Concentrated sulfuric acid was once one of the most produced chemicals in the United States, the majority of the H2SO4 that is now produced is used in fertilizer. It is also used in oil refining, production of titanium dioxide, in emergency power supplies and car batteries. The mineral gypsum is calcium sulfate dihydrate is used in making plaster of Paris. Over one million tons of aluminum sulfate is produced each year in the United States by reacting H2SO4 and Al2O3. This compound is important in water purification. Copper sulfate is used in electroplating. Sulfites are used in the paper making industry because they produce a substance that coats the cellulose in the word and frees the fibers of the wood for treatment.

## Supplied information
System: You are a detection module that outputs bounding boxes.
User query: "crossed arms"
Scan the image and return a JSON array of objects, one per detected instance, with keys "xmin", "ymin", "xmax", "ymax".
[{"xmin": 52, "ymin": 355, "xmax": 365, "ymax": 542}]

## Exercise set
#1 According to the passage on sulfuric acid and its compounds, why are sulfites used in papermaking?
#2 Carry on the passage about the uses of sulfuric acid and sulfur compounds from its last sentence.

## Solved tasks
#1 Sulfites produce a substance that coats the cellulose and frees the fibers of the wood for treatment.

#2
Emissions and the Environment

Particles, SO2(g), and H2SO4 mist are the components of industrial smog. Because power plants burn coal or high-sulfur fuel oils, SO2(g) is released into the air. When catalyzed on the surfaces of airborne particles, SO2 can be oxidized to SO3. A reaction with NO2 works as well as shown in the following reaction:

\[ SO_{2(g)} + NO_{2(g)} \rightarrow SO_{3(g)} + NO_{(g)}\]

H2SO4 mist is then produced after SO3 reacts with water vapor in the air. If H2SOreacts with airborne NH3, (NH4)2SO4 is produced. When SO2(g) and H2SO4 reach levels that exceed 0.10 ppm, they are potentially harmful. By removing sulfur from fuels and controlling emissions, acid rain and industrial smog can be kept under control. Processes like the fluidized bed combustion have been presented to remove SO2 from smokestack gases.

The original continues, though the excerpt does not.